Exercise requirements: Please state how many lines of the records below contain the word "butterfly". Reply with the number alone.

─── Data shown ───

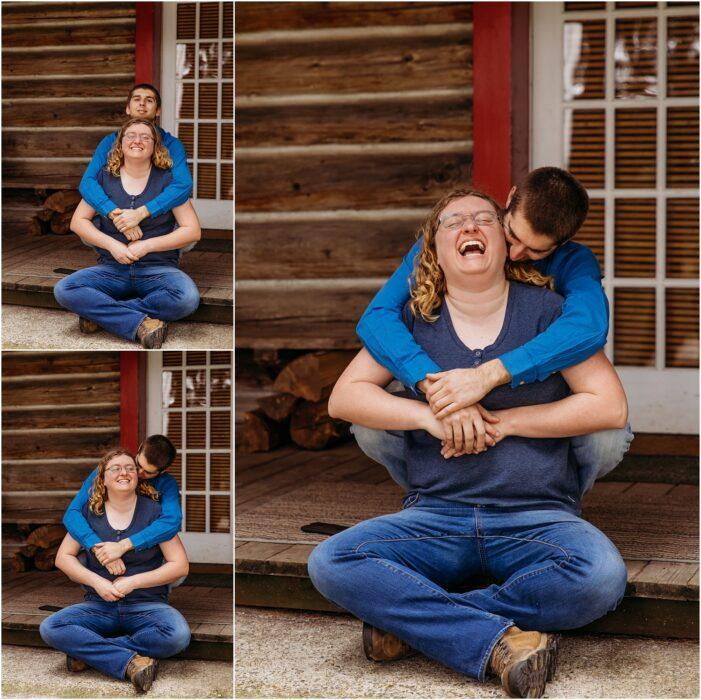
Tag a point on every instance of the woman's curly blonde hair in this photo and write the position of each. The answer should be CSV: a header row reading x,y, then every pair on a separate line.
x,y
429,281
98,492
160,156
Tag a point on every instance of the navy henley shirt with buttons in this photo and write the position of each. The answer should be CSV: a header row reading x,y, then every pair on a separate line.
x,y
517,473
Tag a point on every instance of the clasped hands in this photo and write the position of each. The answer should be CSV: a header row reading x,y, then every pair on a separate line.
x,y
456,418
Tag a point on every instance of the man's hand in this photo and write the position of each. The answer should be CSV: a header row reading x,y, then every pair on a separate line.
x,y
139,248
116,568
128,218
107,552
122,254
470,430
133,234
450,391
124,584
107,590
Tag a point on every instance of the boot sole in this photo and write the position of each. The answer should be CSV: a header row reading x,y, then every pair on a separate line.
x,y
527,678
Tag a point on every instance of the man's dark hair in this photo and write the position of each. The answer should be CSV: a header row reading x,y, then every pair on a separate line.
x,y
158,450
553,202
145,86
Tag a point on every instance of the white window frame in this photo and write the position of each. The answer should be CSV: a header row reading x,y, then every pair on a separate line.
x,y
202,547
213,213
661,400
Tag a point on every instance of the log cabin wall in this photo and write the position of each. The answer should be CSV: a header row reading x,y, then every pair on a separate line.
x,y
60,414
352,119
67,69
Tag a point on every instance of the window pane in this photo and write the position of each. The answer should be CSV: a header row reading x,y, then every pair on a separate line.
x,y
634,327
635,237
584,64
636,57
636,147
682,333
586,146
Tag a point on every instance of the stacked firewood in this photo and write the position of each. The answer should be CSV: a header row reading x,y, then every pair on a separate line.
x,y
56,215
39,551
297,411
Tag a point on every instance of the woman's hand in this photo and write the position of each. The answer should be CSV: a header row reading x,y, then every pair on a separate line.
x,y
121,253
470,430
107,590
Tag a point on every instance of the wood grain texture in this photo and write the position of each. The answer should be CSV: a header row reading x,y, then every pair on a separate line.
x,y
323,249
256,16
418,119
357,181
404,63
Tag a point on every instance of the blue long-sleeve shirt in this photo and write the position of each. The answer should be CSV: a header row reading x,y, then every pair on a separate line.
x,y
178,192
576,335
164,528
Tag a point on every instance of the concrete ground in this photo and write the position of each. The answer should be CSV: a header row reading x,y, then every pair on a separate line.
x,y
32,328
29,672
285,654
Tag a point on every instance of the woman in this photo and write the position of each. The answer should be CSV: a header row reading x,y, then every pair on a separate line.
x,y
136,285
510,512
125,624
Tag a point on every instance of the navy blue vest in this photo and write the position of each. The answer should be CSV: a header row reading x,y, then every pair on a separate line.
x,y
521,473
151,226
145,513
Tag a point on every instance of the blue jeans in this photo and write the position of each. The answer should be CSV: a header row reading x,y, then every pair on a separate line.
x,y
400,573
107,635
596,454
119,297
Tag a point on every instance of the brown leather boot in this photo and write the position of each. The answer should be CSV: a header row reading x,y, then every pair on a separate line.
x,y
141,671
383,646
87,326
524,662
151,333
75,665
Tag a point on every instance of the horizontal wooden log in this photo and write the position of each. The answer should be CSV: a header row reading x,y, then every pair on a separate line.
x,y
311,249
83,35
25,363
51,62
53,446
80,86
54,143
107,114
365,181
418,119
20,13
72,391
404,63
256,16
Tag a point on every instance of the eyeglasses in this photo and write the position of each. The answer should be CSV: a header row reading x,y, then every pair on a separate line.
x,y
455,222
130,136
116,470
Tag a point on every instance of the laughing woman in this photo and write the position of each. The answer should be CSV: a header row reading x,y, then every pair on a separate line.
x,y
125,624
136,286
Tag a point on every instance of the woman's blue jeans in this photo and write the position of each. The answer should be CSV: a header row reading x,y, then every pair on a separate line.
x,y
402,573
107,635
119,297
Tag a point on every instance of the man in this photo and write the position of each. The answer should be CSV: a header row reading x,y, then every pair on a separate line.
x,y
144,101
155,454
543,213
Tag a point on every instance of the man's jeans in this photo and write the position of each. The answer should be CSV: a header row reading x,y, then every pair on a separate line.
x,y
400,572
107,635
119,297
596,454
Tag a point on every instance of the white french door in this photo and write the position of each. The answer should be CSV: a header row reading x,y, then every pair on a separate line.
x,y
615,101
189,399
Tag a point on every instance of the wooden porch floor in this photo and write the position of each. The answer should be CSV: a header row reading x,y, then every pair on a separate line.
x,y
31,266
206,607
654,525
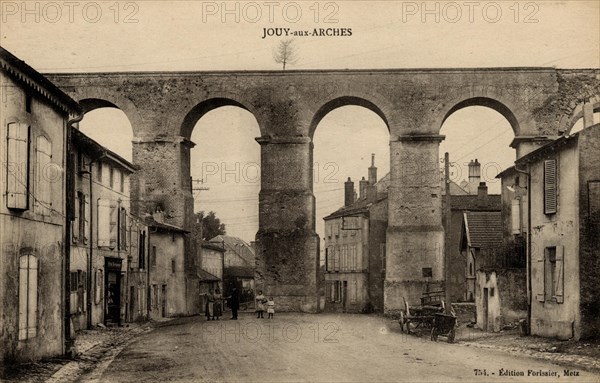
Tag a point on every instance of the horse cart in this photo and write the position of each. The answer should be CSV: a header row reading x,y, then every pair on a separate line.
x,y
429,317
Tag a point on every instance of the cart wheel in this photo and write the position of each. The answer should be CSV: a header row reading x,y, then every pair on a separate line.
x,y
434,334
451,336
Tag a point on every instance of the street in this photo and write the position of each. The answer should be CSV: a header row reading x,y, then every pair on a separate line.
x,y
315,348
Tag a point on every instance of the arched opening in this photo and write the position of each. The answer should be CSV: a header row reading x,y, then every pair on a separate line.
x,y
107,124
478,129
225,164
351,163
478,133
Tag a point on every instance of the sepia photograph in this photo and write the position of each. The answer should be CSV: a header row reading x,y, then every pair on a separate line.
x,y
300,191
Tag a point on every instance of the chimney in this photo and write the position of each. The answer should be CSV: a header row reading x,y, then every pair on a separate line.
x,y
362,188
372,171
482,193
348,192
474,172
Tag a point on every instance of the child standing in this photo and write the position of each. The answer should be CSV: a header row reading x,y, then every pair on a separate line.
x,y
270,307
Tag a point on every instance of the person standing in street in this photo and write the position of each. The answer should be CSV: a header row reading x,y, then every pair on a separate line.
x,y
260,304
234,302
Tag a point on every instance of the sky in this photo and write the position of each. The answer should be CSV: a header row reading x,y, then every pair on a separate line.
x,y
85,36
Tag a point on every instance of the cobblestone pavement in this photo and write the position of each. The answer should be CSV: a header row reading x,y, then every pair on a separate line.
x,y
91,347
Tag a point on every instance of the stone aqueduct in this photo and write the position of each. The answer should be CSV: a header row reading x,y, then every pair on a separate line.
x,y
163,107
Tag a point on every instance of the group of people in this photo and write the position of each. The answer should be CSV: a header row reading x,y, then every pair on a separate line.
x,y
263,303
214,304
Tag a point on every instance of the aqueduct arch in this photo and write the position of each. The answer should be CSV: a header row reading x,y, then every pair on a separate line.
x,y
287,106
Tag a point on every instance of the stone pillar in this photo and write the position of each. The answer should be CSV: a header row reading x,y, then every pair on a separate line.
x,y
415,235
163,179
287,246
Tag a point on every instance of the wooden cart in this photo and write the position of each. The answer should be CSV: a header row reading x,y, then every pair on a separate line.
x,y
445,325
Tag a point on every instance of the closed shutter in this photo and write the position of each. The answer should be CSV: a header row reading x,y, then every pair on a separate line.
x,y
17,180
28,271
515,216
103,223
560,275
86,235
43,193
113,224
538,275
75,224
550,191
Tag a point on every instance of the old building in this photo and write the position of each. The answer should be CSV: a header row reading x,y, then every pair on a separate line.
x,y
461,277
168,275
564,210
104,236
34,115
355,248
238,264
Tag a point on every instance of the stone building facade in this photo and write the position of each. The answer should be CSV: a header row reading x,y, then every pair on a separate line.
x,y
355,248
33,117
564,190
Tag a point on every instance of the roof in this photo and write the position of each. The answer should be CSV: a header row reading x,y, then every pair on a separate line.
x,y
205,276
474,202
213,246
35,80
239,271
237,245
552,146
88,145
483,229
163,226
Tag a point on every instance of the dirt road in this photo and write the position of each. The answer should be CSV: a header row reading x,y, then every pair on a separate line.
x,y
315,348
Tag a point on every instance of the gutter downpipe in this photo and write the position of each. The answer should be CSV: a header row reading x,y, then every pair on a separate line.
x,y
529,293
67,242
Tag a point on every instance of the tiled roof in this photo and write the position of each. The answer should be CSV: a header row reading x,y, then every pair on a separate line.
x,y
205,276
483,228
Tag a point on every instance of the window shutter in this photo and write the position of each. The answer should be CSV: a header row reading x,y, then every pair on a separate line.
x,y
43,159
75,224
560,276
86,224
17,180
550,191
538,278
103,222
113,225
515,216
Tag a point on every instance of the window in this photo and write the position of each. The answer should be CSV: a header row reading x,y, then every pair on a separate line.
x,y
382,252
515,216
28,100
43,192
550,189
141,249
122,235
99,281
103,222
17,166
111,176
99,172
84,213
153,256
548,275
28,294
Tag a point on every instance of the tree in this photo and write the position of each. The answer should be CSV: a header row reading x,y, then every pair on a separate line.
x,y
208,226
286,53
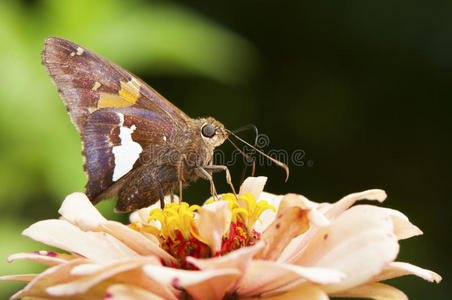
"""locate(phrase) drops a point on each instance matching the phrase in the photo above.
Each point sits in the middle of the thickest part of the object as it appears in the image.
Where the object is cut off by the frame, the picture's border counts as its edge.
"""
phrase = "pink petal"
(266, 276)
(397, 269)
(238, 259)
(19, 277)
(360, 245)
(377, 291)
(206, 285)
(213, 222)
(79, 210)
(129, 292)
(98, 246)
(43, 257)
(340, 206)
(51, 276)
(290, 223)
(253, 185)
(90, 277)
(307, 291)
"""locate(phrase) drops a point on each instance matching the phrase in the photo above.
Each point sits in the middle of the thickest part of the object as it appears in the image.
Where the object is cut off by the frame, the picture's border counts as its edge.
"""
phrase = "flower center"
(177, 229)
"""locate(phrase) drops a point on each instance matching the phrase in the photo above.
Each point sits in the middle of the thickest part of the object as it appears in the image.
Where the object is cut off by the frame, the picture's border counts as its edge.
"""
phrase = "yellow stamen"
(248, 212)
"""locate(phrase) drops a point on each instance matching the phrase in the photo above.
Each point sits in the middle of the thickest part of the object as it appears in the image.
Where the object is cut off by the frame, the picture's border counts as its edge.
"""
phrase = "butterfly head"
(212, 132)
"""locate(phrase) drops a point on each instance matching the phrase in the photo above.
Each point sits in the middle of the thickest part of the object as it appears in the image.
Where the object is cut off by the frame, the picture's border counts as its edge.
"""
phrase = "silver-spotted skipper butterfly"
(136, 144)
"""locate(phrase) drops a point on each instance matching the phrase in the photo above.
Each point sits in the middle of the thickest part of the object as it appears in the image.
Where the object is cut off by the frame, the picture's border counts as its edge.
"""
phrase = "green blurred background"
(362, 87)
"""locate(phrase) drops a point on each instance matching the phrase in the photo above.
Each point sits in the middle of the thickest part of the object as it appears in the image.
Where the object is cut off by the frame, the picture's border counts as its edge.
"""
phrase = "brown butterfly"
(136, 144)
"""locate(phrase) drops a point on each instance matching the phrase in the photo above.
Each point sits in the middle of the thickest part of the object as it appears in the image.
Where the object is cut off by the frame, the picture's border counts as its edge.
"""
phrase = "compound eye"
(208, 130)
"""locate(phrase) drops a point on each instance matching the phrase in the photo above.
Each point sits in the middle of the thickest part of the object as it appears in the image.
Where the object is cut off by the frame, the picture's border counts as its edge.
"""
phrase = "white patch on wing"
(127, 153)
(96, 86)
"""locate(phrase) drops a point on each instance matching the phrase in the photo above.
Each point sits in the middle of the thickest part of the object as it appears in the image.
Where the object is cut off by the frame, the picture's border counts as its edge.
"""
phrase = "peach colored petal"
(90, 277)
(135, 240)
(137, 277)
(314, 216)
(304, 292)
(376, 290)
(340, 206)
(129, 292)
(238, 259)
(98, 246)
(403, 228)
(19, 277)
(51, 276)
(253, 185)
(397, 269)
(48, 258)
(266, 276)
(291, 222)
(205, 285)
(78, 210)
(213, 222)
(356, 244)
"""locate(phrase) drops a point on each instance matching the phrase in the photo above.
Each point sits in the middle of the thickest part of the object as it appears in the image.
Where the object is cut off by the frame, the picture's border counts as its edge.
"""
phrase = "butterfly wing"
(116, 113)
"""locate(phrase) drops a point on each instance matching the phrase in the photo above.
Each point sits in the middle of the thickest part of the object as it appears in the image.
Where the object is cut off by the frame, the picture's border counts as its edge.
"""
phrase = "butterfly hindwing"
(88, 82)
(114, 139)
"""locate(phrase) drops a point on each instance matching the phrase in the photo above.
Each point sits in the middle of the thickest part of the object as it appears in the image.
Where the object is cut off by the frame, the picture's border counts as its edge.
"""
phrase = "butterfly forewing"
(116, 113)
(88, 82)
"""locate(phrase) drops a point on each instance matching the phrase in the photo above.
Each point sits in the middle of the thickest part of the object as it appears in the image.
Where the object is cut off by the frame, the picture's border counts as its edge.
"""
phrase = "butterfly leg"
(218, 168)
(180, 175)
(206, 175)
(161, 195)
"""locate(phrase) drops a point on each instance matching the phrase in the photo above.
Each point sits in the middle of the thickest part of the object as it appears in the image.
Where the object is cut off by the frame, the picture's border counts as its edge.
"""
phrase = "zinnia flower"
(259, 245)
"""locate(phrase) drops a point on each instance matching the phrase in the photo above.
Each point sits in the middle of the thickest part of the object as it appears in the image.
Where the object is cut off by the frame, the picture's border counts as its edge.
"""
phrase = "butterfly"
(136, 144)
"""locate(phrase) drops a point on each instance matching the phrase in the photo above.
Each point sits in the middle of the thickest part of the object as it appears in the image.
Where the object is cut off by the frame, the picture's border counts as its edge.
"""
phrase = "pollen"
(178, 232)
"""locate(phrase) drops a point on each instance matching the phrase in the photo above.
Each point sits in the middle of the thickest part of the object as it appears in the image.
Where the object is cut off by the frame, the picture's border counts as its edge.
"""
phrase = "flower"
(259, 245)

───

Solved exercise: 8